### Request 1
Shorten the paragraph in the piece on keeping romance alive that begins "FIND time to date" into a brief list that keeps its main points.
### Request 2
Continue the piece on keeping romance alive from the point where it stops.

### Extracted text
━━━━━━

Jean Kerr quipped, "Personally, I think if a woman hasn't met the right man by the time she's 24, she may be lucky." We become cynical about love, don't we? We're tempted to believe that real love is a myth, a long-term relationship is a marathon and romance is for kids.
One person said, "Marriage changes passion...suddenly you're in bed with a relative." But does marriage have to kill romance? Is marriage really nothing but a long banquet at which the dessert is served first?
I believe in love and romance. I believe it is something that can last forever, if it is carefully cultivated. Here are some tips for keeping romance alive and for staying in love:
FIND time to date. Time to be alone and tell each other of your love. You spent time alone at first...why did you quit? My wife and I get away alone every week. Just to refocus on each other. And to fall in love again.

━━━━━━

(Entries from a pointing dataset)
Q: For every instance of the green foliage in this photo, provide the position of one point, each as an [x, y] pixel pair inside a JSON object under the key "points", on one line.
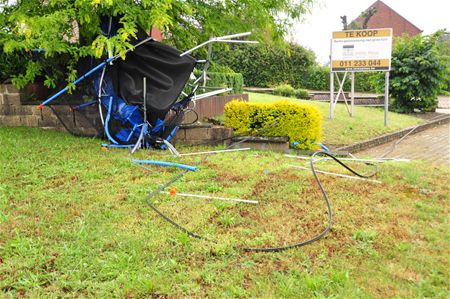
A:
{"points": [[318, 78], [299, 122], [265, 66], [417, 73], [232, 80], [10, 64], [301, 94], [349, 130], [444, 52], [284, 90], [73, 27]]}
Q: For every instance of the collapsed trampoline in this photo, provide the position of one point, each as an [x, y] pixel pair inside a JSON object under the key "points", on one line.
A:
{"points": [[142, 99]]}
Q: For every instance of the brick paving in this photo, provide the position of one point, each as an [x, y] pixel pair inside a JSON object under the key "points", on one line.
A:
{"points": [[432, 145]]}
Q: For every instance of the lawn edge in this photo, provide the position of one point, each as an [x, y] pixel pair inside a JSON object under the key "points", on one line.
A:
{"points": [[385, 138]]}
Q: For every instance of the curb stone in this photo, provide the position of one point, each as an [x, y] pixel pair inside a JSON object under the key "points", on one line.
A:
{"points": [[363, 145]]}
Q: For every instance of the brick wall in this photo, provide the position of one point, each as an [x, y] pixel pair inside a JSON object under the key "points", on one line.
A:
{"points": [[386, 17]]}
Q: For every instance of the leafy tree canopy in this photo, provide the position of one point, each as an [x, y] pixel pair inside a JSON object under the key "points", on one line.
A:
{"points": [[71, 28], [418, 72]]}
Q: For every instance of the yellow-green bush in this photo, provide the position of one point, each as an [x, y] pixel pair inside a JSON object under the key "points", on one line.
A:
{"points": [[299, 122]]}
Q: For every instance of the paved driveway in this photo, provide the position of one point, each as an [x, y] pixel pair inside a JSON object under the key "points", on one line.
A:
{"points": [[431, 145]]}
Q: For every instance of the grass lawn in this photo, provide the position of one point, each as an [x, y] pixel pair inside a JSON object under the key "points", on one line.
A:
{"points": [[368, 122], [73, 223]]}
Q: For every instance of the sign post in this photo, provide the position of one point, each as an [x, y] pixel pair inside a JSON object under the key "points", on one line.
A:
{"points": [[359, 51]]}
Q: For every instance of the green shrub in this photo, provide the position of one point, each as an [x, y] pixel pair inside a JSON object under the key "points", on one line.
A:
{"points": [[284, 90], [417, 73], [318, 78], [266, 66], [232, 80], [300, 122], [301, 94]]}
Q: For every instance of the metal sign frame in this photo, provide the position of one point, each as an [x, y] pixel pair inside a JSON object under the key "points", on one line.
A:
{"points": [[361, 60]]}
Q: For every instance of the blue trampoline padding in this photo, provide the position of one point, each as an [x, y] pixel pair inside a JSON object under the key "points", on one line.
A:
{"points": [[117, 145], [163, 163]]}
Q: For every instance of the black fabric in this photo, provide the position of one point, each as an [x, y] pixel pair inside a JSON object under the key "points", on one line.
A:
{"points": [[166, 73]]}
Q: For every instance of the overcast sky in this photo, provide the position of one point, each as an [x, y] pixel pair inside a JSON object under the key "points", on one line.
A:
{"points": [[315, 31]]}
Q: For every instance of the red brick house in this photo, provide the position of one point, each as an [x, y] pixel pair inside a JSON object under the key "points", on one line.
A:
{"points": [[380, 15]]}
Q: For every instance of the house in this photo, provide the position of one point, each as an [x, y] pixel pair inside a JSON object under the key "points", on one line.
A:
{"points": [[380, 15]]}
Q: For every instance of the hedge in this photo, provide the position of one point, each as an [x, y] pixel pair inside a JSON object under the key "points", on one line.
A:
{"points": [[232, 80], [300, 122]]}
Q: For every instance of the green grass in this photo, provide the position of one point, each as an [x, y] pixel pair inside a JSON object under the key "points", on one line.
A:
{"points": [[368, 122], [73, 223]]}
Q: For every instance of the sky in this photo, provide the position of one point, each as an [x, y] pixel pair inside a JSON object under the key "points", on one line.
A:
{"points": [[315, 30]]}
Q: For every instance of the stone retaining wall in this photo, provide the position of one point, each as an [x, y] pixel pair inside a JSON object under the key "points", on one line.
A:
{"points": [[14, 113]]}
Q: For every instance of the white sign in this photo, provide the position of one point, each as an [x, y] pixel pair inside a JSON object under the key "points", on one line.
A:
{"points": [[361, 50]]}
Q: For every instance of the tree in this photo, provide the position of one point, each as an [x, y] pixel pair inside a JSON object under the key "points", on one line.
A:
{"points": [[70, 29], [417, 73]]}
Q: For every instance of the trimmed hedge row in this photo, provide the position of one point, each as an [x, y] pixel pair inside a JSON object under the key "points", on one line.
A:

━━━━━━

### Expected output 1
- Make time to date and be alone together to express your love.
- Couples spent time alone at the start, so there is no reason to stop.
- The writer and the writer's wife get away alone every week to refocus on each other and fall in love again.

### Expected output 2
UNDERSTAND what delights the other and make it happen. "The romance is over," says Marlys Huffman, "when you see a rosebush and start looking for aphids instead of picking a bouquet." Does she like to be surprised by flowers? Does he have a favorite dish or activity? Does she enjoy spontaneous affection? Know what brings pleasure to your partner -- and delight him/her!
NEVER forget why you got together in the first place. When you focus first on his faults you're not thinking about his strengths. When you're busy pointing out her imperfections, you're not enjoying those qualities that attracted you to her initially. Choose to appreciate that which first drew you together and your romance will grow.
The first letter of these three tips spells the word FUN. Have fun together. Laugh. Go on outings. Plan time to enjoy one another. Remember, "the family the PLAYS together also STAYS together"!
A woman from Charleston, South Carolina was overheard to remark that it was her 53rd wedding anniversary. When asked if she planned a special celebration, she smiled and said softly, "When you have a nice man, it really doesn't matter." I suspect they learned the secrets of staying in love.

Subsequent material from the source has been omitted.